### EXERCISE
Resize the rows starting at the line containing "Is there any hazy" and ending at the line containing "left=2, top=196, right=348, bottom=260", both included, and output only those lines. Keep the requests unchanged, and multiply every bounding-box coordinate in the answers by 2.35, rounding each result to a whole number with halves rounded up.

### DATA SUPPLIED
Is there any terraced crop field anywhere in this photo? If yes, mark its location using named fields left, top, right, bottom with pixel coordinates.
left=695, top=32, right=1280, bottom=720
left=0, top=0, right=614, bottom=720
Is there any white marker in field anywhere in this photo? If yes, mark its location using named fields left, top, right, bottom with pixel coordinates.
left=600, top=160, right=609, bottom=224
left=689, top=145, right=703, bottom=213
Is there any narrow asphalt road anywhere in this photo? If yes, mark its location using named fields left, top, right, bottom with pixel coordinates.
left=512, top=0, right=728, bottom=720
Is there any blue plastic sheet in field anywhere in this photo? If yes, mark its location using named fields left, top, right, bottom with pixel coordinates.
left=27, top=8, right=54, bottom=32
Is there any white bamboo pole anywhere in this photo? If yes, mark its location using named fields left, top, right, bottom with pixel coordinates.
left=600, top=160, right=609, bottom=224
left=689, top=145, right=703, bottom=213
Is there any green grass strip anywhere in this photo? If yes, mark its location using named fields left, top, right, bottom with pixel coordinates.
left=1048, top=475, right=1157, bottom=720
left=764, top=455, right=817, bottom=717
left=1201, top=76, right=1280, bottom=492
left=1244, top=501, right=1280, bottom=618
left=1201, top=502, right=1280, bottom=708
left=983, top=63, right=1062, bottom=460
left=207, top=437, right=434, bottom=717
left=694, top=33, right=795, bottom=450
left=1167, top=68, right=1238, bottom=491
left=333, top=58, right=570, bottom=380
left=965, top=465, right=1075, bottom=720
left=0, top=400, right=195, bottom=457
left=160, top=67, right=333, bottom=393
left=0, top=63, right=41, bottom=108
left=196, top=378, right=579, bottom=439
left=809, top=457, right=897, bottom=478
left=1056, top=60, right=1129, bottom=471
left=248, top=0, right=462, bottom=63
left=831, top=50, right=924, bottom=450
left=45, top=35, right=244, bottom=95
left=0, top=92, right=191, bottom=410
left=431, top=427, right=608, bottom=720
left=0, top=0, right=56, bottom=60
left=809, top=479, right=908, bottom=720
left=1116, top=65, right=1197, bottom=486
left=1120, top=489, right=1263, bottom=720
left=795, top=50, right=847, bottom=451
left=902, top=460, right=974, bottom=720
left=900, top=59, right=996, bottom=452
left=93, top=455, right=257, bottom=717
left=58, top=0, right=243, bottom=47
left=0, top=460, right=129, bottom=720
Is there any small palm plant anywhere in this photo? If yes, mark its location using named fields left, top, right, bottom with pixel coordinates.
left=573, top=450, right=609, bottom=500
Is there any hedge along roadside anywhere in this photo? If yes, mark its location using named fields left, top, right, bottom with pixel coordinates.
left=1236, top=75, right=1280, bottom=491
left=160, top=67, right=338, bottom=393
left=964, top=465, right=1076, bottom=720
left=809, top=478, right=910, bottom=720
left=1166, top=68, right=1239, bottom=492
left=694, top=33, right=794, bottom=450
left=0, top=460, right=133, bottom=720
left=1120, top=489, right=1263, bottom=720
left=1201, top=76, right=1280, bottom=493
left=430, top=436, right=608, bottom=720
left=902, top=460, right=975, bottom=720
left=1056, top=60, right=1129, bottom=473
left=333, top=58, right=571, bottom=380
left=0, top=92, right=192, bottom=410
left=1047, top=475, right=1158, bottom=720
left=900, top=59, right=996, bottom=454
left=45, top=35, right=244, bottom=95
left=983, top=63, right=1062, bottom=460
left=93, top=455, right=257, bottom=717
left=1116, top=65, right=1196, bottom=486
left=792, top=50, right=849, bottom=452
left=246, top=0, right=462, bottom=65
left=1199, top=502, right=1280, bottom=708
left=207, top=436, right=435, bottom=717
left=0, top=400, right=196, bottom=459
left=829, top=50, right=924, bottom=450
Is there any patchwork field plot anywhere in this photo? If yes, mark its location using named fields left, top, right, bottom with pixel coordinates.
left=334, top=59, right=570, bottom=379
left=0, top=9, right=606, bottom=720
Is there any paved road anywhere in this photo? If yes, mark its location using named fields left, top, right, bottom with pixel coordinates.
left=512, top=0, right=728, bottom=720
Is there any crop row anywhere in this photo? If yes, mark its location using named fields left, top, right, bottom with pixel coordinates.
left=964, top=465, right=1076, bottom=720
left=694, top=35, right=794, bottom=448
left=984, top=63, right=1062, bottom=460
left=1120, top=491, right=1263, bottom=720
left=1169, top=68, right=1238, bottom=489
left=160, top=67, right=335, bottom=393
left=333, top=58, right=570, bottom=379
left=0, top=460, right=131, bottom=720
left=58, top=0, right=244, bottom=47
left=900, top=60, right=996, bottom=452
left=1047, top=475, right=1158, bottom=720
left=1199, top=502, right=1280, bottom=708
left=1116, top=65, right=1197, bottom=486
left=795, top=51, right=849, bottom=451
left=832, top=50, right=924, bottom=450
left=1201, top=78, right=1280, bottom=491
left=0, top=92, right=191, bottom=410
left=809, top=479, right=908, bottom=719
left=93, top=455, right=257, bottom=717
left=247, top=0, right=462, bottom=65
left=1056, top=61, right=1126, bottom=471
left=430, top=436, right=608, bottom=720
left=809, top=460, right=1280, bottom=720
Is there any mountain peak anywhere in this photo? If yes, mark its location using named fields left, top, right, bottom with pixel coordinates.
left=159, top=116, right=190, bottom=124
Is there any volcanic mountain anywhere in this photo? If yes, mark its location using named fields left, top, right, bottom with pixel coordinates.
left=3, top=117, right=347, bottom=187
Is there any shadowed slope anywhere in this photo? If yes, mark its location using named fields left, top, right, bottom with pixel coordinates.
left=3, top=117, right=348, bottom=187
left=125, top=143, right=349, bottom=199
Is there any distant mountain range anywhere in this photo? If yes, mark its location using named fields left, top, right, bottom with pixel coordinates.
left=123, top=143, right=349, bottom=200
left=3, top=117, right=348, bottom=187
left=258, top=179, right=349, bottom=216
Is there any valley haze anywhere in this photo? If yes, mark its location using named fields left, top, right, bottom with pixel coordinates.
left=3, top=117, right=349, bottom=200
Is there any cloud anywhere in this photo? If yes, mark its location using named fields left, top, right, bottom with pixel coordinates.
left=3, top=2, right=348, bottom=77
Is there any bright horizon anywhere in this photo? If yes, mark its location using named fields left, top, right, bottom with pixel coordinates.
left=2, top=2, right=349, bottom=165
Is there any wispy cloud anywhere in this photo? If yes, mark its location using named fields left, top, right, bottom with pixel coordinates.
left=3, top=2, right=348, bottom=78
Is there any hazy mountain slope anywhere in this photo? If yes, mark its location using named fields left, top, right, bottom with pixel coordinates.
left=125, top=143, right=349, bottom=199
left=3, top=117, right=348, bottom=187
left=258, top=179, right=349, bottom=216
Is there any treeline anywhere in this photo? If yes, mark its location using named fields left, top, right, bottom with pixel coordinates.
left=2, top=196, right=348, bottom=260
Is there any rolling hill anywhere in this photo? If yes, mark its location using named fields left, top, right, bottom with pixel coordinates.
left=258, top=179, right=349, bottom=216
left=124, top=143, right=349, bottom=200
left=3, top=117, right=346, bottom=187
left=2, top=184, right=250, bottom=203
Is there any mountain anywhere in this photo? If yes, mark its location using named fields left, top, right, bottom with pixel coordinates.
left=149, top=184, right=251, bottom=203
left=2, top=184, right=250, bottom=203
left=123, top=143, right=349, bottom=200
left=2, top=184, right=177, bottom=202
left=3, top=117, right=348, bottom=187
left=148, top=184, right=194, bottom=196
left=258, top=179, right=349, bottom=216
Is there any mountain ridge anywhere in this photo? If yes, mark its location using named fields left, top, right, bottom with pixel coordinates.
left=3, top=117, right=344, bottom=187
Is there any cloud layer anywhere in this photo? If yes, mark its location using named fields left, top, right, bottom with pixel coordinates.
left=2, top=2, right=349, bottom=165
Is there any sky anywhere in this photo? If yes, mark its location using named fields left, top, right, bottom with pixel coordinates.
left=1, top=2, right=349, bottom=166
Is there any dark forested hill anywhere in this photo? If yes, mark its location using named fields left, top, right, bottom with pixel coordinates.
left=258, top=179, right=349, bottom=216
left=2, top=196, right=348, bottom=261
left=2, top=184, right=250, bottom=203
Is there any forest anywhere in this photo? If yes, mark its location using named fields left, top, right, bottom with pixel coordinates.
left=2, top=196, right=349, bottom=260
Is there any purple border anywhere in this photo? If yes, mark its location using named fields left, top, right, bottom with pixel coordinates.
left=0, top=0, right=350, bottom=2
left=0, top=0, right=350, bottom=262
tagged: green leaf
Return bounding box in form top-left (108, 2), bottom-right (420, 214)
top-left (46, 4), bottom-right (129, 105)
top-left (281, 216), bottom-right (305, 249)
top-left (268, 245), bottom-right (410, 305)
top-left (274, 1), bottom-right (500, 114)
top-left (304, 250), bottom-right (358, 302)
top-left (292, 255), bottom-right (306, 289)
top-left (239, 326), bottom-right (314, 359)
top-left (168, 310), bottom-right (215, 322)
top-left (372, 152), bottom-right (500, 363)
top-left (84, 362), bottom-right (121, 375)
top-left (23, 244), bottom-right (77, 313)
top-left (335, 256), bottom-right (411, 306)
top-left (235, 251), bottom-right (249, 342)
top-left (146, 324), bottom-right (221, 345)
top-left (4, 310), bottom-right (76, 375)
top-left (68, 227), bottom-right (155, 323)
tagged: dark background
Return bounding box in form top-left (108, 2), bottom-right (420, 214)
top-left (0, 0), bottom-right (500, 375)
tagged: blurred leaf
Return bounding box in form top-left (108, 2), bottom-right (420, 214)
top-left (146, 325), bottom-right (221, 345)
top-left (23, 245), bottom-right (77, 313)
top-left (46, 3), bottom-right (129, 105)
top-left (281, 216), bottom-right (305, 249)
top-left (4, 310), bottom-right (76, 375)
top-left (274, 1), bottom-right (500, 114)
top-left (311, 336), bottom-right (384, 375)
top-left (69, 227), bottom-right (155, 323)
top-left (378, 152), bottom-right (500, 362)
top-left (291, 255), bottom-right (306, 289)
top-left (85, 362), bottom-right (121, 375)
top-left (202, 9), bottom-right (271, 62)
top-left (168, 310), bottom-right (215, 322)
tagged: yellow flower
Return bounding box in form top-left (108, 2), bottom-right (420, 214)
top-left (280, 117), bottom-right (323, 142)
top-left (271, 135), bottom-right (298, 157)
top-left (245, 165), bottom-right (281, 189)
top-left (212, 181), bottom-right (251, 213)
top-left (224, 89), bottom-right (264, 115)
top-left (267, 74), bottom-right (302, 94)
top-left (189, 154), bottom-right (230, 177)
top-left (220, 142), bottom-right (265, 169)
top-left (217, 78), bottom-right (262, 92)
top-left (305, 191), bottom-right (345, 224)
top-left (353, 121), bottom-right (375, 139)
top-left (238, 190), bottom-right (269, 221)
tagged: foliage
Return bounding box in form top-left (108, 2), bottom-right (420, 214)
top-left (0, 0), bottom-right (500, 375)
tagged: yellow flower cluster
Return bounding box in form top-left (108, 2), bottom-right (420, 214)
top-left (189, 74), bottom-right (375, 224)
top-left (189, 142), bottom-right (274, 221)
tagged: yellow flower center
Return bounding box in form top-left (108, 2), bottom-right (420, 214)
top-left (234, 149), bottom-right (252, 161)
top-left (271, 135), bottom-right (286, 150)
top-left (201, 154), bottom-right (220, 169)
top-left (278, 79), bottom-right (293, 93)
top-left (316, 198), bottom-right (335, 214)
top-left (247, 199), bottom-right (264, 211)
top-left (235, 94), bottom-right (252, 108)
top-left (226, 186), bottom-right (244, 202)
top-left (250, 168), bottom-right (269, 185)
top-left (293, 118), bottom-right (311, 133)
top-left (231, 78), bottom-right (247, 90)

### THE OUTPUT
Is there any hazy mountain slope anywhere in this photo? If yes, mark its location using named fields left, top, right, bottom with pixel coordinates.
left=294, top=336, right=820, bottom=468
left=7, top=275, right=818, bottom=439
left=606, top=421, right=820, bottom=508
Is there any treeline anywhere in this photo? If yes, mark its location using named fields left, top, right, bottom with pixel coordinates.
left=5, top=461, right=818, bottom=611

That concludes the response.